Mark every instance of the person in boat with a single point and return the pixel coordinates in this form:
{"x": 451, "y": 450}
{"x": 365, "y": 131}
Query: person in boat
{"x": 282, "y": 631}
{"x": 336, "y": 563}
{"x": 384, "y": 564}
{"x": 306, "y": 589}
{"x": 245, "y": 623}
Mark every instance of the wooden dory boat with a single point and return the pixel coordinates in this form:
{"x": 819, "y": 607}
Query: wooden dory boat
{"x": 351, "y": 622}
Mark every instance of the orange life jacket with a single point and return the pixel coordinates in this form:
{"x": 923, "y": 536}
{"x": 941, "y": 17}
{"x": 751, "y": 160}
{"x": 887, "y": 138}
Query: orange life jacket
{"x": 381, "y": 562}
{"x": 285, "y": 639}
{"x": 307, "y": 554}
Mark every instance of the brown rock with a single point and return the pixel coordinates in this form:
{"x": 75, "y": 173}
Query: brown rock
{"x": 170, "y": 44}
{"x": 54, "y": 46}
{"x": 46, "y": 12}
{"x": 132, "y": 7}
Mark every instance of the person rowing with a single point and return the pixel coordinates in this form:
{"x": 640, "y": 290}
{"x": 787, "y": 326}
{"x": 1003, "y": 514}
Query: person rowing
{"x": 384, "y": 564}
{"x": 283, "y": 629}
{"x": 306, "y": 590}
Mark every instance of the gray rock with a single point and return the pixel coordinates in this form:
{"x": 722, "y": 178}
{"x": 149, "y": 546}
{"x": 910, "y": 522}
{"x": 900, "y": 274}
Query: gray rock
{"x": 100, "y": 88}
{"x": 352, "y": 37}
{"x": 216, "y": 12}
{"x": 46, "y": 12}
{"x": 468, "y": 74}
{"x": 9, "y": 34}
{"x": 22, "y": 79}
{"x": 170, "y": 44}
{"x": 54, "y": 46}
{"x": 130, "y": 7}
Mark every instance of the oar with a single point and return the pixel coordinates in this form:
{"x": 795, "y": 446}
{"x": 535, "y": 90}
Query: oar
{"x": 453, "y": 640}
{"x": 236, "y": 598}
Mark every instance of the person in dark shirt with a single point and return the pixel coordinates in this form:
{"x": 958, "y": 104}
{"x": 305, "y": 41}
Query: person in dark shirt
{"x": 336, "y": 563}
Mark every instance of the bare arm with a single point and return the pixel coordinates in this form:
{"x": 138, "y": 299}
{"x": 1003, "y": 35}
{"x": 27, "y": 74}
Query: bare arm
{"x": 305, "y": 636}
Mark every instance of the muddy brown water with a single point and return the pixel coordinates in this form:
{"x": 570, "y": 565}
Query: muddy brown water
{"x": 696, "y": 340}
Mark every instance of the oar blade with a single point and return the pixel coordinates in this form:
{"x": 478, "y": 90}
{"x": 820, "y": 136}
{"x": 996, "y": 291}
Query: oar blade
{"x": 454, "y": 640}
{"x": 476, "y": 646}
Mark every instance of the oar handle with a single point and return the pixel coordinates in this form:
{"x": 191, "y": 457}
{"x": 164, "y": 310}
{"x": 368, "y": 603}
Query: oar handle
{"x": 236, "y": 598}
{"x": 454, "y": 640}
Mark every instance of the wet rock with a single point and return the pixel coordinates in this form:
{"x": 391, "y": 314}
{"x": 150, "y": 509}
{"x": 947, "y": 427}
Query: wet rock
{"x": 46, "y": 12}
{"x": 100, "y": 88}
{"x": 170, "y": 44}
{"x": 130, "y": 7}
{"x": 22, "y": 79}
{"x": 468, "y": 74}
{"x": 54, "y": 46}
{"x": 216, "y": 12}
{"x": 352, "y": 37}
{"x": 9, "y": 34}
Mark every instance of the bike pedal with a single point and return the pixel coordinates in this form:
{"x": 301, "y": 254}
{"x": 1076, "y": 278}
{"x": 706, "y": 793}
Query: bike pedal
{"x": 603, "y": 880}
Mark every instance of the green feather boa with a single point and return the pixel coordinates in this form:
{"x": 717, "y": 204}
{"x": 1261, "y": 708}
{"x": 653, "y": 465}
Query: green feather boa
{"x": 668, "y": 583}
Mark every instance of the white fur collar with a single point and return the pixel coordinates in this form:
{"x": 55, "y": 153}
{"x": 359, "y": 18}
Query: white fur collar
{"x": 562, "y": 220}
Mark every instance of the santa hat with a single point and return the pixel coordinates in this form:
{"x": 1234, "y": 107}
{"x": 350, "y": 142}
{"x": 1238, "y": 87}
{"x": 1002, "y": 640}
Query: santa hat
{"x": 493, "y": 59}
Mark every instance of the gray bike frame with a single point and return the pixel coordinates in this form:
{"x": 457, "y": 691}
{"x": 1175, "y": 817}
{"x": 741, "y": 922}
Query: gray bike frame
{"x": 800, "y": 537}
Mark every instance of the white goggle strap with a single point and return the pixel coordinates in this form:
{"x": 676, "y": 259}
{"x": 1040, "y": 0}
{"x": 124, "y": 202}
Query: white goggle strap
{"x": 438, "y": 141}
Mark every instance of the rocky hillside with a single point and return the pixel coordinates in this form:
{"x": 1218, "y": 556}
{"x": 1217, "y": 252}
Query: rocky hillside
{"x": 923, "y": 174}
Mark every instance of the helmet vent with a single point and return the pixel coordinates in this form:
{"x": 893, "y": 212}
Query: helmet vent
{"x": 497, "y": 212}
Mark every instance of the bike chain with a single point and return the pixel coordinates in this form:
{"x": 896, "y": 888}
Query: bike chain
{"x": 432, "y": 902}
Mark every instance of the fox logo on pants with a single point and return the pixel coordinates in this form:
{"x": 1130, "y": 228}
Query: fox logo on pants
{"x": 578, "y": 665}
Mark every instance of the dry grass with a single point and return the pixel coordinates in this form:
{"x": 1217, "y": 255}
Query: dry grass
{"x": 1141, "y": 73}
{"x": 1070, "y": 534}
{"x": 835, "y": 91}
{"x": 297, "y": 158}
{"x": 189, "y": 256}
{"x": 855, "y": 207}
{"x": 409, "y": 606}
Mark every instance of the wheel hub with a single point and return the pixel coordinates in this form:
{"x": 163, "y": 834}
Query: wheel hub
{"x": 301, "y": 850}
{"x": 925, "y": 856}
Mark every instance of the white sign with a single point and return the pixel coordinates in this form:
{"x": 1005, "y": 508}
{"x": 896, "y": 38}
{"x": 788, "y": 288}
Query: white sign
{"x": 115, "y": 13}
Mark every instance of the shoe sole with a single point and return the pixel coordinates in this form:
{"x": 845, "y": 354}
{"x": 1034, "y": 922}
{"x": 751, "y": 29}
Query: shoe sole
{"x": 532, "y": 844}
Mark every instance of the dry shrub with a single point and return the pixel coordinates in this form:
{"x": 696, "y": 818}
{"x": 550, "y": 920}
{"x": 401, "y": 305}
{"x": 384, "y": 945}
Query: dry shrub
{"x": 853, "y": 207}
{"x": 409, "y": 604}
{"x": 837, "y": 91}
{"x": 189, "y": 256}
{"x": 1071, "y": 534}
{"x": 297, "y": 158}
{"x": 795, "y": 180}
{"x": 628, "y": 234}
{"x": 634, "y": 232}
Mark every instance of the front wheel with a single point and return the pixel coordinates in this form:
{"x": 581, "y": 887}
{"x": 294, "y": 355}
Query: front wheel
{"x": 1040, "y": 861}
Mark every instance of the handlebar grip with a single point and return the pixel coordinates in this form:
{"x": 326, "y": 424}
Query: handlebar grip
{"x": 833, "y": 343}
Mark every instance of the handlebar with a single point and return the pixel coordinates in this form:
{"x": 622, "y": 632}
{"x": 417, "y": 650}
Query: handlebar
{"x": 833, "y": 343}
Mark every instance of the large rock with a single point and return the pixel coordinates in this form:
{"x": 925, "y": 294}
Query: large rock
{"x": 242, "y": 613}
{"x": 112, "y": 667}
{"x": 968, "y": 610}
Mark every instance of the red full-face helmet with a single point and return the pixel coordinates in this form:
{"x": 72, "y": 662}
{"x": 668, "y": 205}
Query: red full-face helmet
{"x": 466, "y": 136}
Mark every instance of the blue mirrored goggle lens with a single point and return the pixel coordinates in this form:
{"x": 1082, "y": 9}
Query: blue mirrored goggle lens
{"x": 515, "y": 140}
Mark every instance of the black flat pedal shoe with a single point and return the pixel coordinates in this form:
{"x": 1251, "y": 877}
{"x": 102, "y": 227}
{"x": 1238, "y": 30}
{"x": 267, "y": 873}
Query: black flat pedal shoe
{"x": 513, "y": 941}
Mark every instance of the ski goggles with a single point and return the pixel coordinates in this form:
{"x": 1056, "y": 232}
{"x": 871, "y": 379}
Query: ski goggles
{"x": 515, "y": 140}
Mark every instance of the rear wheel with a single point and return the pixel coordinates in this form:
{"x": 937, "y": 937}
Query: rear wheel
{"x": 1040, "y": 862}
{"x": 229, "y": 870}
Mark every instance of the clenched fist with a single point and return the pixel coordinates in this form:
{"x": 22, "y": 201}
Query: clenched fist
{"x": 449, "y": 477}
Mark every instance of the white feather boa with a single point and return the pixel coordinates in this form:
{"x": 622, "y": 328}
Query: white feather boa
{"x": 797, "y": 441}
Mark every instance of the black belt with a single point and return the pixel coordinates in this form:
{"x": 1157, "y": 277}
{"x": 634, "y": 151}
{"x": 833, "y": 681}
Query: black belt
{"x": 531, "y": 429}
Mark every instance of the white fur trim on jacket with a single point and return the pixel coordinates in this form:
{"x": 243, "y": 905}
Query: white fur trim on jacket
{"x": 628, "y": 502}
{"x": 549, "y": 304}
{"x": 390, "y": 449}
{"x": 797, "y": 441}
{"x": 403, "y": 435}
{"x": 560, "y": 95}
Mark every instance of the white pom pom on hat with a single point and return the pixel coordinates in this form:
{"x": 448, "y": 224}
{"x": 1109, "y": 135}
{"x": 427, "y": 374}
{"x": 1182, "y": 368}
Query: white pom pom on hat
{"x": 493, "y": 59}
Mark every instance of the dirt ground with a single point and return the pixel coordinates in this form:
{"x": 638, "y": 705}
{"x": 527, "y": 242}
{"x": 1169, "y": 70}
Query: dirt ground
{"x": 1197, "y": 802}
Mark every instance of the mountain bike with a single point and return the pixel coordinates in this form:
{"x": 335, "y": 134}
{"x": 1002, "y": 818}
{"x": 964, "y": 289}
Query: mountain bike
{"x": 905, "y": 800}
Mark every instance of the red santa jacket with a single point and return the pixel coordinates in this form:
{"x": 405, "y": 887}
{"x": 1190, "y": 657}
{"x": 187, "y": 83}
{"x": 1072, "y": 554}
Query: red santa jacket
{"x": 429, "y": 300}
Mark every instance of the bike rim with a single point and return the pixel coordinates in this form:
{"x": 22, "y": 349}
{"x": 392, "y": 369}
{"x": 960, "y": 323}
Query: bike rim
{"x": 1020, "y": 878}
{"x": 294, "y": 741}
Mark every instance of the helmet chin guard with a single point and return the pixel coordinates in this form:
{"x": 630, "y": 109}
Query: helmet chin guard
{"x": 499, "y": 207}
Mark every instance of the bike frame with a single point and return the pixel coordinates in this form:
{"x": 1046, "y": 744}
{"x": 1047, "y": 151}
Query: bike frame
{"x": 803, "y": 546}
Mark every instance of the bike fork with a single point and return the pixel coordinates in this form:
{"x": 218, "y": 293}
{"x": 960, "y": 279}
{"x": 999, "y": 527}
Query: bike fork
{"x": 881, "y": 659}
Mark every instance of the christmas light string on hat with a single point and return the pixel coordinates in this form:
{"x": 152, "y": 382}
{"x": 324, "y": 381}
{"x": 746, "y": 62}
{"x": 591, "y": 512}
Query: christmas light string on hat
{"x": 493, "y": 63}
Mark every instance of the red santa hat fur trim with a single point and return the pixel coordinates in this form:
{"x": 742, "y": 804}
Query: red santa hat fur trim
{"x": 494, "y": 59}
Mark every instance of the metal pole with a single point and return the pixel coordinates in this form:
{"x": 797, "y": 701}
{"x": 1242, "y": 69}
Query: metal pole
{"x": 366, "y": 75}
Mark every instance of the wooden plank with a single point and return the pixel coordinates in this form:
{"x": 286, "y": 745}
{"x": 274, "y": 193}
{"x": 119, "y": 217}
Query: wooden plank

**Instructions for the task:**
Copy each line above that contains the word "plank".

**Result:**
Mark every instance of the wooden plank with a single point and return the pixel coordinates in this form:
Query: wooden plank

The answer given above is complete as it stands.